What’s behind Israel’s decision to target UNRWA?
Al Jazeera
Israel has long tried to eliminate the UN agency, which enshrines the right of Palestinian refugees to return home.
Kholood Mkhamer fled her neighbourhood weeks after Israel began bombing the Gaza Strip in retaliation for Hamas’s surprise attack on October 7.
An employee of the United Nations Relief and Works Agency for Palestine Refugees (UNRWA), Mkhamer moved from northern Gaza to the south, heeding Israel’s orders for more than one million people to make that journey. The UN feared that the order amounted to the forceful transfer of a population, which is a war crime, but Mkhamer just wanted to survive.
Shortly after relocating with her parents and siblings, they were killed. By that time, Mkhamer, a medical secretary, was working in a clinic along the border with Egypt when the house the family was staying in was shelled.

RECORDS PROVIDED:

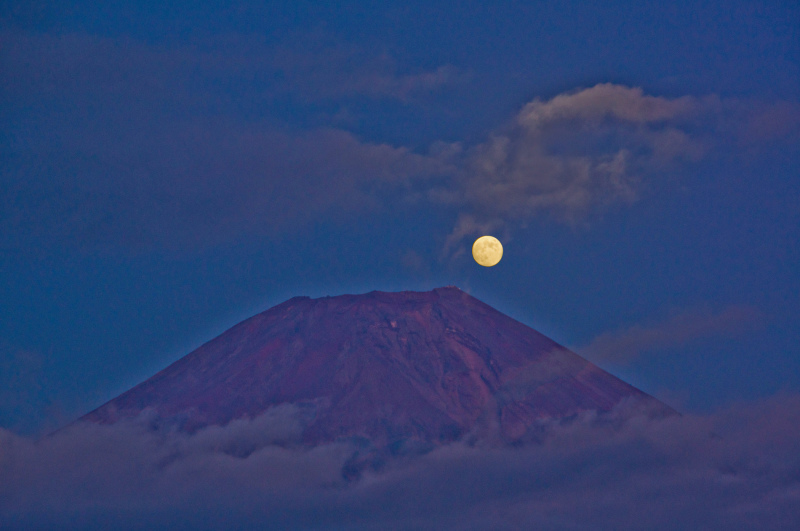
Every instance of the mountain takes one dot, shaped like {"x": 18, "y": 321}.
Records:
{"x": 386, "y": 367}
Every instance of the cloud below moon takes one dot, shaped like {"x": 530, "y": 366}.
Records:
{"x": 640, "y": 474}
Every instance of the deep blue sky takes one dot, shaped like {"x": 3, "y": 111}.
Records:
{"x": 170, "y": 170}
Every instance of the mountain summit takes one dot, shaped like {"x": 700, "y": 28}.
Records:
{"x": 427, "y": 366}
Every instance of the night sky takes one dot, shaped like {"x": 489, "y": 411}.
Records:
{"x": 169, "y": 170}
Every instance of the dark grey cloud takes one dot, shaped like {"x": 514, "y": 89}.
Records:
{"x": 588, "y": 150}
{"x": 679, "y": 329}
{"x": 132, "y": 144}
{"x": 735, "y": 469}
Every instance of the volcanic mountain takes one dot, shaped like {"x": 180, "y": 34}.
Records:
{"x": 426, "y": 366}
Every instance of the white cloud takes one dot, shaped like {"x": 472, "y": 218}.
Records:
{"x": 735, "y": 469}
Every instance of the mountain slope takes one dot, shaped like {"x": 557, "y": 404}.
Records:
{"x": 429, "y": 366}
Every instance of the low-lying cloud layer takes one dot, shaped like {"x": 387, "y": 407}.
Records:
{"x": 737, "y": 469}
{"x": 137, "y": 145}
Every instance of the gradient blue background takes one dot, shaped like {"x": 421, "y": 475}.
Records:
{"x": 99, "y": 290}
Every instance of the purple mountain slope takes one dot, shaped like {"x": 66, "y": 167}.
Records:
{"x": 428, "y": 366}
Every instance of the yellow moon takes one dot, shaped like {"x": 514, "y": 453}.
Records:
{"x": 487, "y": 251}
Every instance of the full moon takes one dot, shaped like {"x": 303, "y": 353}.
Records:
{"x": 487, "y": 251}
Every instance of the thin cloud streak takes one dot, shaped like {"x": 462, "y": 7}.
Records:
{"x": 679, "y": 330}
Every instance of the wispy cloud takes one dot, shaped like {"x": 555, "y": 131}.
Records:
{"x": 680, "y": 329}
{"x": 142, "y": 145}
{"x": 735, "y": 469}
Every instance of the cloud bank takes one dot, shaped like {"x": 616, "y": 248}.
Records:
{"x": 736, "y": 469}
{"x": 137, "y": 145}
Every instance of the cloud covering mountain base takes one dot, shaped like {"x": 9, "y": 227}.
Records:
{"x": 735, "y": 469}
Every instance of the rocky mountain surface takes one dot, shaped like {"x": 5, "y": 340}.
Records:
{"x": 430, "y": 367}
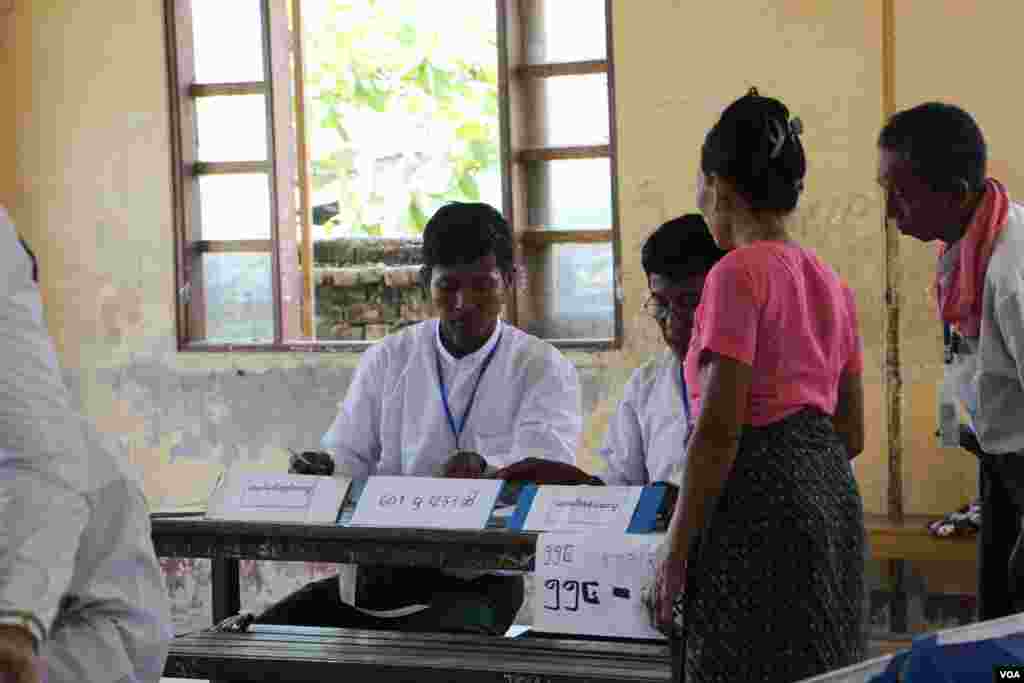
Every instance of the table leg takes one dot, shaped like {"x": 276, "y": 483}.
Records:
{"x": 225, "y": 588}
{"x": 226, "y": 591}
{"x": 898, "y": 604}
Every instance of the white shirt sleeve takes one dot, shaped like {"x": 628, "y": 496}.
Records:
{"x": 623, "y": 449}
{"x": 549, "y": 423}
{"x": 116, "y": 623}
{"x": 42, "y": 462}
{"x": 353, "y": 439}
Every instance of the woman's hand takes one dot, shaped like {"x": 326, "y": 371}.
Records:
{"x": 17, "y": 662}
{"x": 670, "y": 581}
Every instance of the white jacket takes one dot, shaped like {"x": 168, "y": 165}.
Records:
{"x": 646, "y": 437}
{"x": 76, "y": 553}
{"x": 392, "y": 420}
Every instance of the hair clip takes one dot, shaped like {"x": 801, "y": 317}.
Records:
{"x": 776, "y": 136}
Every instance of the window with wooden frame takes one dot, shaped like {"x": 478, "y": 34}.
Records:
{"x": 257, "y": 265}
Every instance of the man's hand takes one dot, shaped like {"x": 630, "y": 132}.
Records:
{"x": 310, "y": 462}
{"x": 465, "y": 465}
{"x": 17, "y": 660}
{"x": 969, "y": 441}
{"x": 543, "y": 471}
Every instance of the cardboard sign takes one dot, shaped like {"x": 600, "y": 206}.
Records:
{"x": 577, "y": 508}
{"x": 590, "y": 584}
{"x": 426, "y": 502}
{"x": 287, "y": 498}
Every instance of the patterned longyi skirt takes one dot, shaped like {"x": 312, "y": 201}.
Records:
{"x": 774, "y": 588}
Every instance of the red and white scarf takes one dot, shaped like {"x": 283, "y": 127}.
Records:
{"x": 958, "y": 293}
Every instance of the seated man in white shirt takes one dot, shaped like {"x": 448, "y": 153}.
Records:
{"x": 646, "y": 437}
{"x": 457, "y": 395}
{"x": 80, "y": 583}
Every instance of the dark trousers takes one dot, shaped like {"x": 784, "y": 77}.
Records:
{"x": 485, "y": 605}
{"x": 1000, "y": 558}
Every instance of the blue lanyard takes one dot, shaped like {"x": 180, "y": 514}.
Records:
{"x": 457, "y": 432}
{"x": 686, "y": 394}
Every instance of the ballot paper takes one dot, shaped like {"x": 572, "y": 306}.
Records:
{"x": 286, "y": 498}
{"x": 559, "y": 508}
{"x": 426, "y": 502}
{"x": 591, "y": 584}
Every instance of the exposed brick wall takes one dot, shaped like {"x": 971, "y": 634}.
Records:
{"x": 366, "y": 288}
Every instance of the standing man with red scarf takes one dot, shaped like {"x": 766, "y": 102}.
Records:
{"x": 932, "y": 167}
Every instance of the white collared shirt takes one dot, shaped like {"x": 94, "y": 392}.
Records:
{"x": 646, "y": 437}
{"x": 392, "y": 420}
{"x": 76, "y": 552}
{"x": 997, "y": 381}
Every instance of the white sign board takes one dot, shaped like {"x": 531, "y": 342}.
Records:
{"x": 287, "y": 498}
{"x": 590, "y": 584}
{"x": 582, "y": 508}
{"x": 426, "y": 502}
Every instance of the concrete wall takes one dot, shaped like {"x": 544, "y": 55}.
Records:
{"x": 85, "y": 168}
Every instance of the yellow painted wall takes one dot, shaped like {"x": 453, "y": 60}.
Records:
{"x": 8, "y": 105}
{"x": 90, "y": 137}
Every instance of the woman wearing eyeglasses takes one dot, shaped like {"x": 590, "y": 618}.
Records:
{"x": 645, "y": 437}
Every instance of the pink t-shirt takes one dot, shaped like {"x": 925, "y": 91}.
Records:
{"x": 778, "y": 308}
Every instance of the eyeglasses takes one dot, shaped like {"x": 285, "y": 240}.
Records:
{"x": 660, "y": 310}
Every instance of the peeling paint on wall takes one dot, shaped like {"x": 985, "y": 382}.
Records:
{"x": 237, "y": 414}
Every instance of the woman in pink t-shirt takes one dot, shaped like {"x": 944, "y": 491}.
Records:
{"x": 767, "y": 542}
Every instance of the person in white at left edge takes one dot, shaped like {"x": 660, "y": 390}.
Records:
{"x": 646, "y": 437}
{"x": 455, "y": 395}
{"x": 79, "y": 580}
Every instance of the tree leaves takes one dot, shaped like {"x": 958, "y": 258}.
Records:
{"x": 413, "y": 94}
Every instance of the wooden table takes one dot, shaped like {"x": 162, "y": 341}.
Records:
{"x": 227, "y": 542}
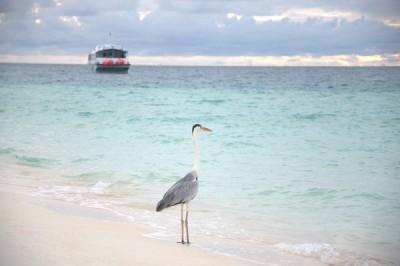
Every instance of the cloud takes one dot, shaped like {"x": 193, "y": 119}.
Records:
{"x": 73, "y": 20}
{"x": 395, "y": 23}
{"x": 298, "y": 60}
{"x": 218, "y": 28}
{"x": 301, "y": 15}
{"x": 234, "y": 16}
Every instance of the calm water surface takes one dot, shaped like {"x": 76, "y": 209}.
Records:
{"x": 306, "y": 160}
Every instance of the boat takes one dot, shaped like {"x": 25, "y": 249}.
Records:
{"x": 109, "y": 58}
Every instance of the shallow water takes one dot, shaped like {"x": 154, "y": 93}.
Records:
{"x": 306, "y": 160}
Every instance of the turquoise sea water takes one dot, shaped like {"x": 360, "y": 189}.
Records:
{"x": 303, "y": 160}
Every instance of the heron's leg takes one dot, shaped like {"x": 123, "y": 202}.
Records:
{"x": 186, "y": 223}
{"x": 182, "y": 227}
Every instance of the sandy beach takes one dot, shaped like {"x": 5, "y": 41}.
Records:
{"x": 36, "y": 231}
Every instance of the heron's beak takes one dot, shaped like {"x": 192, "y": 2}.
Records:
{"x": 206, "y": 129}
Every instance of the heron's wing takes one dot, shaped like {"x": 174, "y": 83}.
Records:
{"x": 185, "y": 189}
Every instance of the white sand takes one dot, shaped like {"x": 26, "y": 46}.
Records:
{"x": 37, "y": 231}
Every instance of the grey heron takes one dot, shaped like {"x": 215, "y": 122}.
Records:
{"x": 185, "y": 189}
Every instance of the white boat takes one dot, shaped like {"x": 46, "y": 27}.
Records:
{"x": 109, "y": 58}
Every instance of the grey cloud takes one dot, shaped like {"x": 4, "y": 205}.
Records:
{"x": 189, "y": 28}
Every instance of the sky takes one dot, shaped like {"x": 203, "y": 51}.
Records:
{"x": 204, "y": 32}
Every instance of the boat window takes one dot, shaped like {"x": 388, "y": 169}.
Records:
{"x": 112, "y": 53}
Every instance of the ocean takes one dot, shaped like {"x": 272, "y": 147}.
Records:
{"x": 303, "y": 161}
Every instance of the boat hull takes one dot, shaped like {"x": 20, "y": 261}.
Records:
{"x": 111, "y": 68}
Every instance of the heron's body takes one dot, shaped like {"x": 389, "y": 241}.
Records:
{"x": 185, "y": 189}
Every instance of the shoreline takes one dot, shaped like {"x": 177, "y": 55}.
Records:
{"x": 37, "y": 231}
{"x": 21, "y": 203}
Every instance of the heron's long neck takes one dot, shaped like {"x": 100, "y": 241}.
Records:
{"x": 196, "y": 161}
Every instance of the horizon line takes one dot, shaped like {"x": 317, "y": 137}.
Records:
{"x": 340, "y": 60}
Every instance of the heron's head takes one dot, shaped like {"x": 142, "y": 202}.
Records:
{"x": 199, "y": 128}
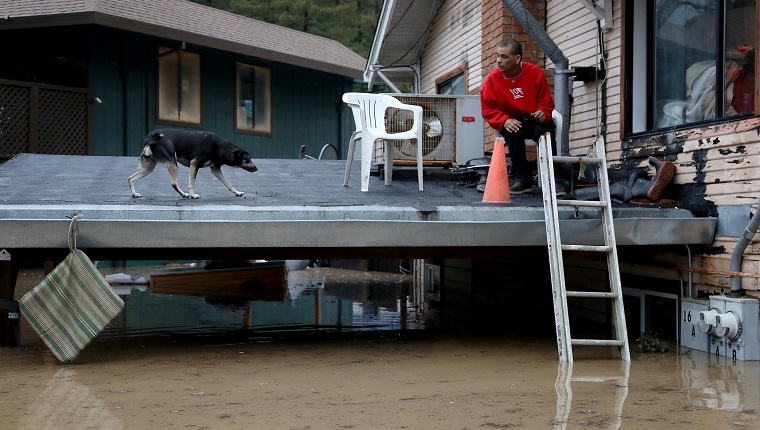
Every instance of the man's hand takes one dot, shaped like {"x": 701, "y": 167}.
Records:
{"x": 539, "y": 116}
{"x": 512, "y": 125}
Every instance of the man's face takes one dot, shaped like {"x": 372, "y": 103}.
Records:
{"x": 506, "y": 61}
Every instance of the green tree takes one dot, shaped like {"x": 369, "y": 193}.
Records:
{"x": 350, "y": 22}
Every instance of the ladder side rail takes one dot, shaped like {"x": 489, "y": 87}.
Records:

WORK REQUEST: Output the passage of the article on Israel and UNRWA from "An employee of" up to and including "in was shelled.", copied exactly as it appears. Rely only on the article about Israel and UNRWA.

RESULT:
An employee of the United Nations Relief and Works Agency for Palestine Refugees (UNRWA), Mkhamer moved from northern Gaza to the south, heeding Israel’s orders for more than one million people to make that journey. The UN feared that the order amounted to the forceful transfer of a population, which is a war crime, but Mkhamer just wanted to survive.
Shortly after relocating with her parents and siblings, they were killed. By that time, Mkhamer, a medical secretary, was working in a clinic along the border with Egypt when the house the family was staying in was shelled.